Entries from a point annotation set
..........

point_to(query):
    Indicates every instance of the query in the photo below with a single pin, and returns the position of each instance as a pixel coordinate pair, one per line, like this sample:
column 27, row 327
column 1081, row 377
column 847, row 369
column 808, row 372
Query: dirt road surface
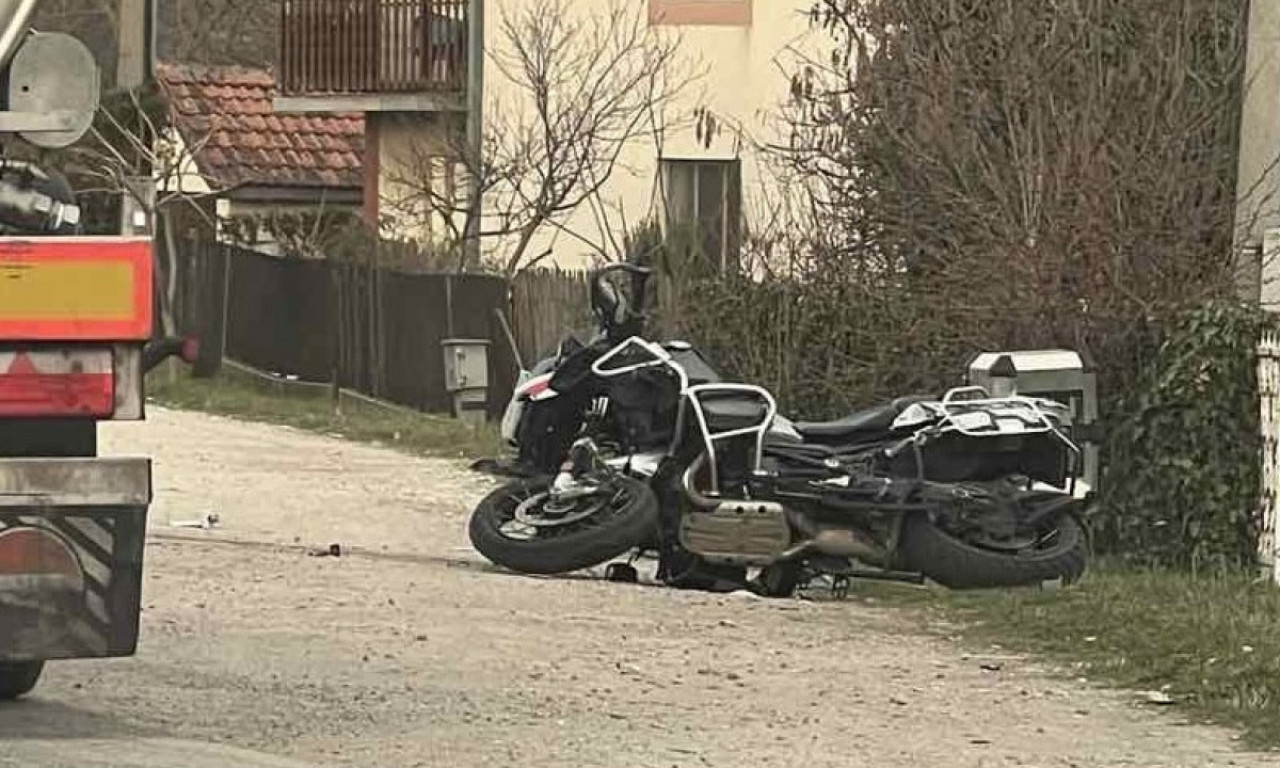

..........

Render every line of the data above as a Markdown table with the columns "Row" and "Line". Number each row, skip blank lines, and omit the pictures.

Output for this exercise
| Row | Line |
|---|---|
| 1 | point_to(query): |
| 2 |     Indicates every instance of the query in the photo below with a single pin, and returns the position of each instance as a pixel coordinate pair, one per line, like this sample: |
| 3 | column 27, row 327 |
| 4 | column 1081, row 377 |
| 5 | column 847, row 369 |
| 6 | column 808, row 372 |
| 7 | Query: dirt road surface |